[start of ARTICLE]

On 12/01/2016 15:14, Gabriel BODARD wrote:
> I'd be interested to hear what you end up doing, Paolo (and for that
> matter--what some of the other possibilities on offer are...).
>
> This could well be a FAQ at the Digiclass wiki, couldn't it? Would you
> and Marco be interesting it outlining that, Eleonora?
Following up to Gabby's request, I thought that it might be useful to
someone if I share what I've found so far (and ask one more question on
list).
I'm currently experimenting on four options:
1. sending Python queries to Perseus Morpheus for Latin through the
Archimedes Project Morphology Service (XML-RPC Interface,
http://archimedes.mpiwg-berlin.mpg.de/arch/doc/xml-rpc.html). This
option requires no installation, and provides you with a list of
possible lemmas/morphological analyses. It's fairly easy, I already
implemented it. It returns a list of possible lemmas/POS tags for each form.
2. using the Python Classical Language ToolKit (CLTK, see
http://docs.cltk.org/en/latest/latin.html#lemmatization). This is based
on the NLTK and seems not to use Morpheus (please correct me if I'm
wrong), but the NLTK part-of-speech parser. This requires installation
(not a big deal), and chooses the best lemma/morph. analysis for you. I
also wrote my own Python code for this: fairly easy too.

[end of ARTICLE]

▶ GIVEN TASK A
According to the post, on which toolkit is the Python Classical Language ToolKit based?
▶ GIVEN TASK B
Reproduce the portion of the post that begins at the words "Following up to" and stops after the words "for each form.".
The data placed after this text is not required for any of the work.

[start of COLLECTED MATERIAL]

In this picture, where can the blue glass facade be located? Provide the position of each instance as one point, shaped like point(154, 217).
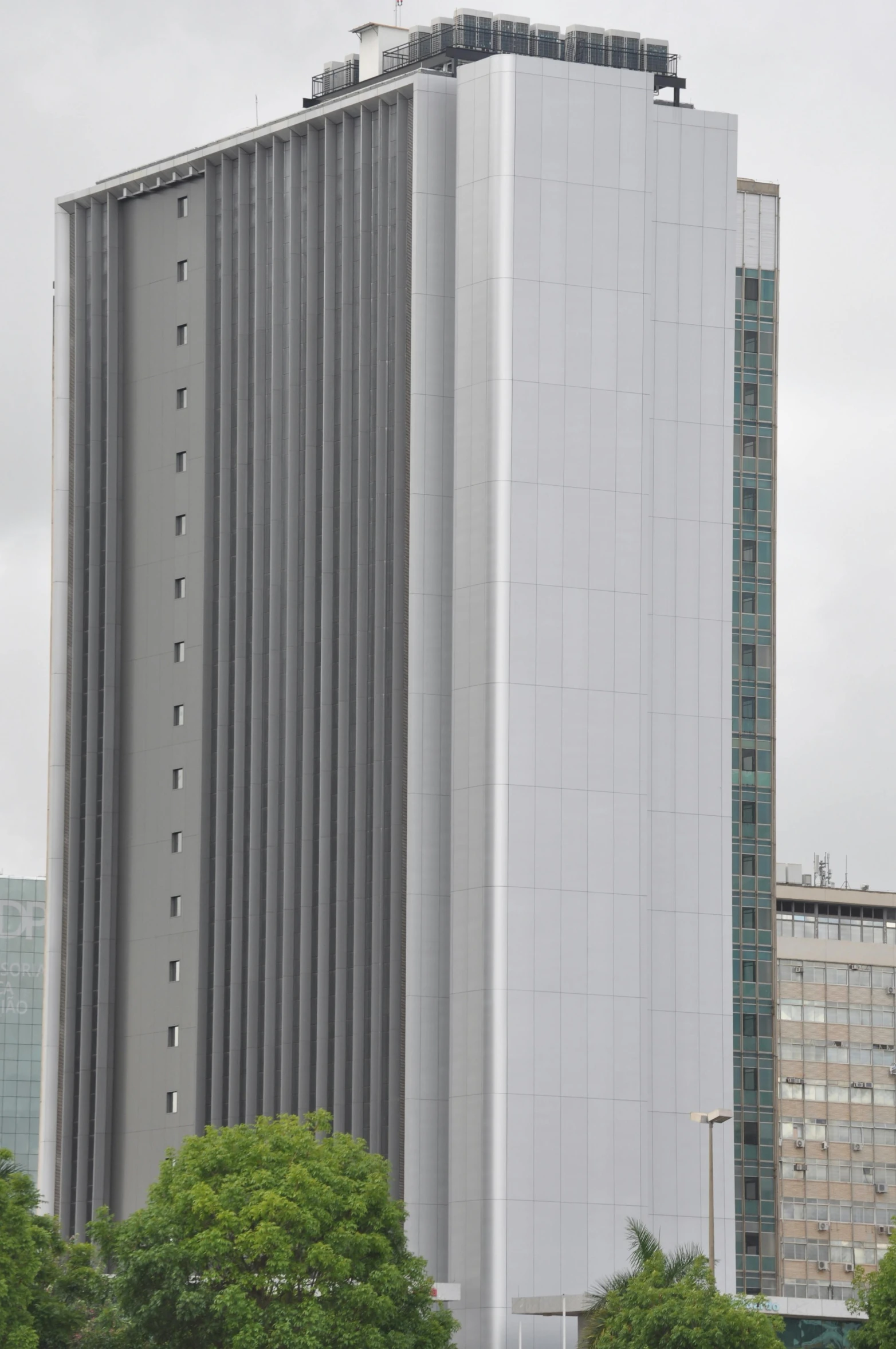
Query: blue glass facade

[end of COLLECTED MATERIAL]

▶ COMPLETE RESPONSE A
It is based on the NLTK.

▶ COMPLETE RESPONSE B
Following up to Gabby's request, I thought that it might be useful to
someone if I share what I've found so far (and ask one more question on
list).
I'm currently experimenting on four options:
1. sending Python queries to Perseus Morpheus for Latin through the
Archimedes Project Morphology Service (XML-RPC Interface,
http://archimedes.mpiwg-berlin.mpg.de/arch/doc/xml-rpc.html). This
option requires no installation, and provides you with a list of
possible lemmas/morphological analyses. It's fairly easy, I already
implemented it. It returns a list of possible lemmas/POS tags for each form.